ACTIVITY: Every entry should be reproduced precisely, with each picture left out.

RECORD EXTRACTS:
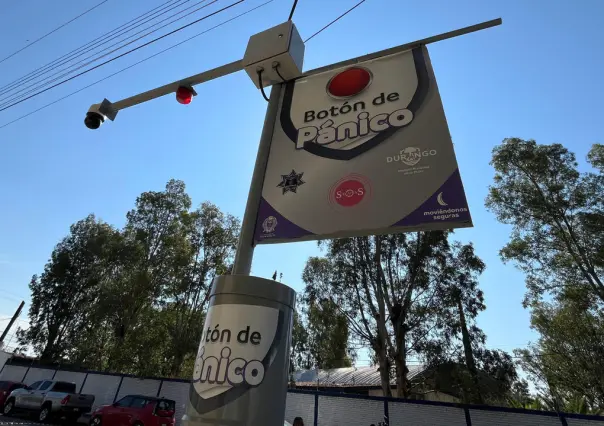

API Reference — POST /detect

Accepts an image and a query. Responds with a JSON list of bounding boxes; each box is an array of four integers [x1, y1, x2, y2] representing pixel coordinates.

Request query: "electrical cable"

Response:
[[0, 0, 110, 65], [0, 0, 205, 105], [273, 63, 286, 82], [257, 69, 270, 101], [0, 0, 274, 129], [287, 0, 298, 21], [0, 0, 193, 100], [0, 0, 217, 107], [0, 0, 243, 112], [304, 0, 367, 43], [0, 0, 188, 96]]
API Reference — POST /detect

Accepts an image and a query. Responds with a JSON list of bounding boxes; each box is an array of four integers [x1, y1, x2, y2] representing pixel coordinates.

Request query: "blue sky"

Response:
[[1, 0, 603, 364]]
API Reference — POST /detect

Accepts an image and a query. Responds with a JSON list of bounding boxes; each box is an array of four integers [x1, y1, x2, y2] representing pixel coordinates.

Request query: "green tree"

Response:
[[18, 215, 121, 361], [485, 138, 604, 306], [515, 295, 604, 410], [19, 180, 240, 378], [427, 242, 487, 403], [306, 298, 354, 369], [160, 201, 239, 376], [303, 233, 486, 398], [486, 138, 604, 409], [289, 311, 310, 383]]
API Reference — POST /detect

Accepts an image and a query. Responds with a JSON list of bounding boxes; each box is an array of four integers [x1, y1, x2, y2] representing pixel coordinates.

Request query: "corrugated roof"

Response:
[[294, 364, 426, 387]]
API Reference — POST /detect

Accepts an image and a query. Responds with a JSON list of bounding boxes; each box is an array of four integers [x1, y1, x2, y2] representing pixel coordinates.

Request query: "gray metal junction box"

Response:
[[243, 21, 305, 88]]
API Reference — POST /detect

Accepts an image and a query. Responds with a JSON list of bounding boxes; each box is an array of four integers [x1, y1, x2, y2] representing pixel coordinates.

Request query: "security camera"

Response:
[[84, 99, 117, 130], [84, 111, 105, 129]]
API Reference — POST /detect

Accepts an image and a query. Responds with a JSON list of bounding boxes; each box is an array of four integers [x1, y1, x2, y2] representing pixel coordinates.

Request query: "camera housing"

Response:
[[84, 99, 117, 130], [84, 111, 105, 129]]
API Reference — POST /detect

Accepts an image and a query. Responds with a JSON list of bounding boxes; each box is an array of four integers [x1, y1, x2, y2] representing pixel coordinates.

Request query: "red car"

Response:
[[0, 381, 27, 409], [90, 395, 175, 426]]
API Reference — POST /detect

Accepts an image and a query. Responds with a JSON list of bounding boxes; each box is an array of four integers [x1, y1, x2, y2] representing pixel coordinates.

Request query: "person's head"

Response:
[[293, 417, 304, 426]]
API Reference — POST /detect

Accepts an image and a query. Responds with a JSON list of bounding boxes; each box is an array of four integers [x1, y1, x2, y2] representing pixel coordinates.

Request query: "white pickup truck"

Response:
[[2, 379, 95, 423]]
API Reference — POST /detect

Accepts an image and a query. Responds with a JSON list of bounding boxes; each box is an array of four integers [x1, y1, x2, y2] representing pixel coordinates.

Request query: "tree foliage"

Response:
[[488, 138, 604, 412], [18, 180, 239, 378], [486, 138, 604, 306], [515, 295, 604, 410], [302, 233, 490, 398]]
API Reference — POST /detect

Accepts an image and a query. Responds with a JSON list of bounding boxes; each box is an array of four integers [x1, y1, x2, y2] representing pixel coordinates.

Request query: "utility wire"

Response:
[[0, 0, 244, 112], [0, 0, 273, 129], [0, 0, 217, 107], [0, 0, 188, 96], [0, 0, 111, 66], [304, 0, 367, 43], [287, 0, 298, 21], [0, 0, 205, 105]]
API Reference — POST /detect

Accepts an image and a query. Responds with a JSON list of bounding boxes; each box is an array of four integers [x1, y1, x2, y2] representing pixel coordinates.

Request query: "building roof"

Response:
[[294, 364, 427, 388]]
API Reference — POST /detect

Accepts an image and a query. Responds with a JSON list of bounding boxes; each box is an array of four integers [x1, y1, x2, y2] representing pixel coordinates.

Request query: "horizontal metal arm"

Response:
[[109, 59, 243, 112], [300, 18, 502, 78], [89, 17, 500, 120]]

RESPONSE TO THIS EXERCISE:
API Reference — POST /detect

Accepts an image and a query. Responds with a JSON list of bounding boxes; each box is an array of four integers [x1, y1, x2, y2] representing pixel coordinates.

Request query: "electrical cable"

Response:
[[0, 0, 110, 65], [0, 0, 205, 105], [273, 63, 286, 82], [257, 69, 270, 101], [0, 0, 274, 129], [287, 0, 298, 21], [0, 0, 193, 100], [0, 0, 217, 107], [0, 0, 243, 112], [304, 0, 367, 43], [0, 0, 188, 96]]
API Reference — POST /detect

Accepts an image and a query. Responds with a JSON list of bounding boxes; each box is an array of four integers [x1, y1, x2, y2] representing pixel coordinates.

Request query: "blue sky"

Response:
[[1, 0, 603, 364]]
API Reference — POST /detect

Accepts an image and a query. Responds with a JSON list of bounding boxes; each box is an array of four integers [x1, y1, x2, y2] representing pixel coordinates.

Request query: "green tree"

Response:
[[18, 215, 121, 361], [485, 138, 604, 306], [515, 295, 604, 410], [19, 180, 240, 378], [427, 242, 487, 403], [306, 298, 354, 369], [160, 201, 239, 376], [303, 233, 486, 398], [486, 138, 604, 409], [289, 311, 310, 383]]
API Reference — POST /detect

Accepts an image and a query. Responds with a JSON list of bounding boxes; each box is an array of four integers [x1, y1, x2, y2] representing pixel coordinates.

Request query: "corrugated roof"

Response:
[[294, 364, 426, 387]]
API Reference — POST /detect

Accepts an image and a query. Responds with a JSON list of bounding boxes; each box is an array of four integers [x1, y1, x2, y2] representing pixel coordinates.

Request query: "gray metal junction box"

Response:
[[243, 21, 305, 88]]
API Reference — POST /detect

Accepts an image and a query. Responds with a JSON list of bounding boxes; each box is an array of four integers [x1, y1, x2, y2] representing pixel coordinates.

Request query: "security camera"

Response:
[[84, 99, 117, 130], [84, 111, 105, 129]]
API Reference — POST /detect

Accepts an image and a query. Responds with a JSON list of bounding boxes; each box is an array of four integers [x1, y1, x2, y2] representing pixel coordinates.

Request query: "camera housing"

Response:
[[84, 99, 117, 130], [84, 111, 105, 129]]
API Reference — POST /detect

Accepts an image and a query. Responds with a JSON list of bounding boxes; each box is an array of four integers [x1, y1, x2, y2] representing pixel coordinates.

Request query: "red car"

Response:
[[0, 381, 27, 409], [90, 395, 175, 426]]
API Reference — POST /detect

Accepts an image and a query. Responds with a JSON list of bounding boxes; each box is an array of four integers [x1, y1, x2, y2] representing pixel coordinates.

Request query: "person's head"

Response:
[[293, 417, 304, 426]]
API Reference — POST /detect

Accepts an image and a query. Responds with a JSON list of bounding boxes; each box is an array of four integers [x1, y1, x2, y2] representing pixel coordinates.

Request query: "white pickup truck"

Response:
[[2, 379, 95, 423]]
API Reference — POST /detect

Accepts an image and a query. Responds with a JSON list of bounding boxes; each box is an array of four integers [x1, y1, x2, y2] representing pixel coordinates.

Request query: "tree foliage"

Response:
[[488, 138, 604, 412], [18, 180, 239, 378], [486, 138, 604, 306], [515, 295, 604, 410], [302, 233, 490, 398]]
API Reference — POST /detect

Accepts an image and a query. Responds with a JSON list of bounding boxes; each box is an array of four integers [x1, y1, x2, y2] representing pixel coordinates.

Request query: "utility wire"

Response:
[[0, 0, 244, 112], [0, 0, 273, 129], [0, 0, 217, 107], [0, 0, 188, 96], [0, 0, 111, 66], [304, 0, 367, 43], [287, 0, 298, 21], [0, 0, 205, 105]]
API Reference — POST /detect

Accepts an image and a query. Responds with a JSON list of bounding boxes; each box is an array of four integers [x1, y1, x2, y2] representing pixel coordinates.

Request query: "building roof"

Response:
[[294, 364, 427, 388]]
API Reference — POST /detect

Accepts an image and a query. Responds with a JSON list of bounding boxes; each box is an array of four integers [x1, y1, x2, y2] representing pixel coordinates.

Request query: "horizontal metal arm"

Response:
[[109, 59, 243, 112], [300, 18, 502, 78], [89, 17, 500, 120]]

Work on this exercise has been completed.